Exercise. Can you present every one of the records below as a numbered list, leaving out any blank lines?

Dataset records.
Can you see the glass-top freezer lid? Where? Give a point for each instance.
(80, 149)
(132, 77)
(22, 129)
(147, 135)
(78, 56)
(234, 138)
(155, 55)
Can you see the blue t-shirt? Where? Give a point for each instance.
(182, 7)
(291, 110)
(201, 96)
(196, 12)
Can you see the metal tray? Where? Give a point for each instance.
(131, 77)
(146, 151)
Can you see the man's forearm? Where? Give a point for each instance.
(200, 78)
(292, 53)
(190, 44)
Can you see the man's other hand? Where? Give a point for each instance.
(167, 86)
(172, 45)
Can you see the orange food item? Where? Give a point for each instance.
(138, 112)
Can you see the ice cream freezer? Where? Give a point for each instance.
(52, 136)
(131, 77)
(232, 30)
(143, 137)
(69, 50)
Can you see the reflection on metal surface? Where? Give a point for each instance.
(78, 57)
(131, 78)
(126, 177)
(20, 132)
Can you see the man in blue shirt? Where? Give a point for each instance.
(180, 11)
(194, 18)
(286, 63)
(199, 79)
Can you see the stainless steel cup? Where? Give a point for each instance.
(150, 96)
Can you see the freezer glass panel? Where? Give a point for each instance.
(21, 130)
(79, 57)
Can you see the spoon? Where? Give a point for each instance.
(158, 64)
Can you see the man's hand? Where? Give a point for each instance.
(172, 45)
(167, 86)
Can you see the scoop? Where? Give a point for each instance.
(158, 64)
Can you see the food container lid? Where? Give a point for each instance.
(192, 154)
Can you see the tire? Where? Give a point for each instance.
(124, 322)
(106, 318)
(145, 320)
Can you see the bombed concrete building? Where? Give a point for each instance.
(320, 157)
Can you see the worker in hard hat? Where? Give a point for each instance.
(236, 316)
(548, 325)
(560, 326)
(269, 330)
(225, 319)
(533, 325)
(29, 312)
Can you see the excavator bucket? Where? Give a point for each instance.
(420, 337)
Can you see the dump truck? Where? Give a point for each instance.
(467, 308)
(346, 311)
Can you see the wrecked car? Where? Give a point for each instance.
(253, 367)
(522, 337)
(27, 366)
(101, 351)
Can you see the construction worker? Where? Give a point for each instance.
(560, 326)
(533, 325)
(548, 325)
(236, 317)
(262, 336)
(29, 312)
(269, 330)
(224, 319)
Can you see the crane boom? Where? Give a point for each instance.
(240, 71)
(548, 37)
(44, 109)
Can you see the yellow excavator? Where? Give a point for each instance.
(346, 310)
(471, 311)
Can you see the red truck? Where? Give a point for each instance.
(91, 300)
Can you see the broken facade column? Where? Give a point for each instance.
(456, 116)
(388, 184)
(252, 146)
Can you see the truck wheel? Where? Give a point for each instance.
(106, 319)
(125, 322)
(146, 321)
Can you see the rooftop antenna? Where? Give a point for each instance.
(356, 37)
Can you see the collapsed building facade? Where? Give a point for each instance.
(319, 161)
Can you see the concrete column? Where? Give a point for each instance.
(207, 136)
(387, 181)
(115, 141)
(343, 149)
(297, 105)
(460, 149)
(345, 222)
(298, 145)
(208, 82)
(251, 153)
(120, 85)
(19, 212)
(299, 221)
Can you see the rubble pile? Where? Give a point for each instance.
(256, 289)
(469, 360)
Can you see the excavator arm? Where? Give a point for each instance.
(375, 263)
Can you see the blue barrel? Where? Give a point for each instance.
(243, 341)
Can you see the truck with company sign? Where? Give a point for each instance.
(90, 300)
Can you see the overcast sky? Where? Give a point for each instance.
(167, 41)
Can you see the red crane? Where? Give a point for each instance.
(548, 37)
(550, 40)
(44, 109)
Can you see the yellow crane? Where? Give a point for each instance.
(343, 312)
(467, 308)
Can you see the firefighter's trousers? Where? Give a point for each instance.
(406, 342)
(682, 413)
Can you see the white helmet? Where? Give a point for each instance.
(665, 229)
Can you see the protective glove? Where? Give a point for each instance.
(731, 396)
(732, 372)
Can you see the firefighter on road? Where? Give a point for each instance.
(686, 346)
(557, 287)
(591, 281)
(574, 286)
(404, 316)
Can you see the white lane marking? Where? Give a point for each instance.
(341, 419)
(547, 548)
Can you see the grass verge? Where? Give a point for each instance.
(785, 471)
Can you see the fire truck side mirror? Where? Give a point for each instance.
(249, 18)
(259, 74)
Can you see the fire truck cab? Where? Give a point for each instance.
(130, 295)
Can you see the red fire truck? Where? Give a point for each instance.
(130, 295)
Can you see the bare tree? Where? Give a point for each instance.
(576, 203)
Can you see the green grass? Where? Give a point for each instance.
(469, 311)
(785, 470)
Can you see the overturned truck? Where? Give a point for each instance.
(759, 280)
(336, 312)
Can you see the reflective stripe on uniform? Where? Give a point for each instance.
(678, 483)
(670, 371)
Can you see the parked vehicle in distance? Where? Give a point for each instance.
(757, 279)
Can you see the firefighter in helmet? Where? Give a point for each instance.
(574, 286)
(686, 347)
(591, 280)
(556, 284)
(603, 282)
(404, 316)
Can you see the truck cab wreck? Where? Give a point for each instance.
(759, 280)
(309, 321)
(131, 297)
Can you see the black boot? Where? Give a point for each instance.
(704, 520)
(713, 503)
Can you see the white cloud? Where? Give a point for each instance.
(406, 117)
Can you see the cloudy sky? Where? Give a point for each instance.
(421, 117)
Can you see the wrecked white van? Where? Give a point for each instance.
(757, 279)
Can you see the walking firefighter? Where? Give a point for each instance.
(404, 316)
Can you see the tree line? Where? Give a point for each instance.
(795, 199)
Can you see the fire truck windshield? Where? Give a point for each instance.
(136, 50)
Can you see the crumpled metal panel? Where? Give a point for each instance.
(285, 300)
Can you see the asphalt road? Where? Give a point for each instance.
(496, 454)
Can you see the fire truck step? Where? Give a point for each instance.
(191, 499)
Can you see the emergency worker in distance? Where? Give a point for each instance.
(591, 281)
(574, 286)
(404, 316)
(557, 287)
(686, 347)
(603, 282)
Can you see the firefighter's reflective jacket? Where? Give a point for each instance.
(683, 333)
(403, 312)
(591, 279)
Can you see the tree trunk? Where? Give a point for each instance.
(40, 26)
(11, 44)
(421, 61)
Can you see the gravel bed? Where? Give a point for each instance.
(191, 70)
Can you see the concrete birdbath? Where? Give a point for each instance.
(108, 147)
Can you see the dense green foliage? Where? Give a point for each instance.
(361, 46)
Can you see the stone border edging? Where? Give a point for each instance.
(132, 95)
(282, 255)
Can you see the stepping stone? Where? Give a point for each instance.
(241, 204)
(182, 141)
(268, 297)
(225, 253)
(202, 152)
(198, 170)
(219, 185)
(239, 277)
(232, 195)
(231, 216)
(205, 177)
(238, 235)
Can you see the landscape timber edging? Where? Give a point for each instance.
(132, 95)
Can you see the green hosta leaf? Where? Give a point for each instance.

Task solution.
1. Can you see the glass-top freezer lid? Where? Give a point for each instance.
2. (80, 149)
3. (132, 77)
4. (22, 129)
5. (147, 135)
6. (78, 56)
7. (234, 138)
8. (155, 55)
9. Can you see the blue t-shirt? Where? Give a point for each instance.
10. (182, 7)
11. (291, 110)
12. (201, 96)
13. (196, 12)
14. Can you see the metal tray? Where? Give a point for each instance.
15. (131, 77)
16. (146, 151)
17. Can you see the man's forearm? Where? Give a point for each instance.
18. (200, 78)
19. (292, 53)
20. (190, 44)
21. Can you see the man's other hand? Where? Give a point for each instance.
22. (167, 86)
23. (172, 45)
24. Can you see the orange food item? Where? Give a point for each instance.
25. (138, 112)
26. Can you see the ice cream freezer? Where? Give a point for each instance.
27. (52, 136)
28. (131, 77)
29. (232, 30)
30. (143, 137)
31. (69, 50)
32. Can you see the reflection on metal surface? Where? Give a point for each instance.
33. (78, 57)
34. (131, 78)
35. (126, 177)
36. (20, 132)
37. Can you see the man in blue shirt? Where? Give a point for each instance.
38. (180, 11)
39. (194, 18)
40. (286, 63)
41. (199, 79)
42. Can you see the stainless steel cup? Where? Give a point for each instance.
43. (150, 96)
44. Can you see the freezer glass panel? Where? Give a point for each instance.
45. (21, 130)
46. (79, 57)
47. Can you see the spoon? Where? Give a point for each instance.
48. (158, 64)
49. Can you see the man's hand? Where? Give a point for each instance.
50. (172, 45)
51. (167, 86)
52. Can you see the scoop? Where? Give a point for each instance.
53. (158, 64)
54. Can you see the food container lid? Where? Give a point for each instance.
55. (192, 154)
56. Can you see the tire? Where? Give a point for each instance.
57. (124, 322)
58. (106, 318)
59. (145, 320)
60. Can you see the bombed concrete building? Where? Give a point for each instance.
61. (320, 157)
62. Can you see the worker in hard hat? Where? Give a point for each instance.
63. (236, 316)
64. (548, 325)
65. (560, 326)
66. (269, 330)
67. (225, 319)
68. (533, 325)
69. (29, 312)
70. Can you see the excavator bucket? Where? Give a point for each instance.
71. (420, 337)
72. Can you see the dump truck? Where? Give a point for each instance.
73. (467, 308)
74. (346, 311)
75. Can you see the wrecked car? Where? Give a point for each instance.
76. (253, 367)
77. (522, 337)
78. (27, 366)
79. (101, 351)
80. Can you see the construction worker? Where? Give a point for each instance.
81. (560, 326)
82. (533, 325)
83. (548, 325)
84. (236, 317)
85. (262, 336)
86. (29, 312)
87. (269, 330)
88. (224, 319)
89. Can you see the crane boom? Where? Give a point for each instance.
90. (240, 71)
91. (548, 37)
92. (44, 109)
93. Can you see the yellow excavator? Where? Give a point for each instance.
94. (346, 310)
95. (471, 311)
96. Can you see the red truck? Where? Give a point for each instance.
97. (91, 300)
98. Can you see the broken facade column? Where? Give a point for each instance.
99. (456, 116)
100. (388, 184)
101. (252, 146)
102. Can you see the truck wheel? Where? Give a point for each instance.
103. (106, 319)
104. (125, 322)
105. (146, 321)
106. Can you see the rooftop antenna? Where? Give a point for each instance.
107. (356, 37)
108. Can you see the collapsed building facade? Where? Give a point for each instance.
109. (319, 161)
110. Can you see the concrete column? Where? Give a point for each instance.
111. (207, 136)
112. (387, 181)
113. (115, 141)
114. (343, 149)
115. (297, 105)
116. (460, 149)
117. (345, 222)
118. (298, 145)
119. (208, 82)
120. (251, 153)
121. (120, 85)
122. (19, 212)
123. (299, 221)
124. Can you see the rubble pile? Where? Give a point for each instance.
125. (256, 289)
126. (469, 360)
127. Can you see the excavator arm? Where? Give a point for each instance.
128. (375, 263)
129. Can you see the blue barrel? Where? Give a point for each instance.
130. (243, 341)
131. Can you see the truck with company sign? Where? Give a point for each instance.
132. (90, 300)
133. Can you see the overcast sky? Where? Give a point for each instance.
134. (167, 41)
135. Can you see the red crane? Where? Give a point for each instance.
136. (548, 37)
137. (550, 40)
138. (44, 109)
139. Can you see the yellow crane? Where? Give a point for each instance.
140. (343, 312)
141. (467, 308)
142. Can you see the firefighter's trousers? Where? Give a point for each instance.
143. (406, 342)
144. (682, 413)
145. Can you see the white helmet? Where? Give a point for each instance.
146. (665, 229)
147. Can you see the protective glove? Where? Give a point for each instance.
148. (731, 396)
149. (732, 372)
150. Can you see the firefighter on road? Where? Give a point for each instance.
151. (686, 346)
152. (557, 287)
153. (591, 281)
154. (574, 286)
155. (404, 316)
156. Can you see the white lane marking? Where? Give a point for each instance.
157. (341, 419)
158. (547, 548)
159. Can you see the grass verge? Where? Give a point for each instance.
160. (785, 471)
161. Can you see the fire truck side mirror? Where? Give a point for each instance.
162. (249, 18)
163. (259, 74)
164. Can you see the fire truck cab? Where? Give a point for each instance.
165. (130, 295)
166. Can you see the red fire truck? Where? Give a point for each instance.
167. (130, 295)
168. Can you see the bare tree? Where? Give a point for each instance.
169. (576, 203)
170. Can you see the green grass? Where? Give a point for each instance.
171. (469, 311)
172. (785, 470)
173. Can you see the overturned truck? Where? Give a point for each instance.
174. (759, 280)
175. (336, 312)
176. Can you see the reflective stripe on uniform? Where? Give a point for each instance.
177. (678, 483)
178. (670, 371)
179. Can you see the parked vehicle in distance? Where? Give a point for each instance.
180. (757, 279)
181. Can you see the firefighter in helmet? Where? Give a point for each instance.
182. (574, 286)
183. (686, 347)
184. (591, 280)
185. (556, 284)
186. (603, 282)
187. (404, 316)
188. Can you see the truck cab wreck? Where? Give a point for each instance.
189. (759, 280)
190. (309, 321)
191. (131, 297)
192. Can you see the black boot? Where? Give a point for each instance.
193. (704, 520)
194. (713, 503)
195. Can you see the white cloud? Where? Give a point for each instance.
196. (406, 117)
197. Can you see the cloudy sky? Where? Give a point for each instance.
198. (421, 117)
199. Can you see the wrecked white van? Where? Give a point for each instance.
200. (757, 279)
201. Can you see the walking firefighter? Where? Give a point for each instance.
202. (404, 316)
203. Can you see the tree line? Where? Give a point for each instance.
204. (795, 199)
205. Can you see the fire truck windshield? Where? Give a point for each instance.
206. (136, 50)
207. Can you see the crumpled metal panel? Where? Give a point for each instance.
208. (285, 300)
209. Can you see the asphalt road? Where? Give a point for each instance.
210. (496, 454)
211. Can you see the fire truck step? Where? Give a point for each instance.
212. (191, 499)
213. Can you see the emergency worker in distance? Where? Give a point for each instance.
214. (591, 281)
215. (574, 286)
216. (404, 316)
217. (557, 287)
218. (686, 347)
219. (603, 282)
220. Can you see the firefighter's reflective jacket? Where? Give a point for each instance.
221. (683, 333)
222. (403, 312)
223. (591, 279)
224. Can you see the tree trunk? Where? Give a point for each instance.
225. (40, 26)
226. (11, 44)
227. (421, 61)
228. Can you see the gravel bed? Where? Give a point for each instance.
229. (191, 70)
230. Can you see the concrete birdbath? Where? Give a point for each instance.
231. (108, 147)
232. Can you see the dense green foliage? Where? Give a point for each instance.
233. (361, 46)
234. Can you see the stone border edging? Where? Give a point for each instance.
235. (132, 95)
236. (282, 255)
237. Can you see the stepping stone? Where? Give a point for each instance.
238. (241, 204)
239. (182, 141)
240. (268, 297)
241. (225, 253)
242. (202, 152)
243. (198, 170)
244. (219, 185)
245. (239, 277)
246. (232, 195)
247. (231, 216)
248. (205, 177)
249. (238, 235)
250. Can you see the landscape timber edging? Where? Give a point for each instance.
251. (132, 95)
252. Can you see the green hosta leaf? Where? Give a point for each instance.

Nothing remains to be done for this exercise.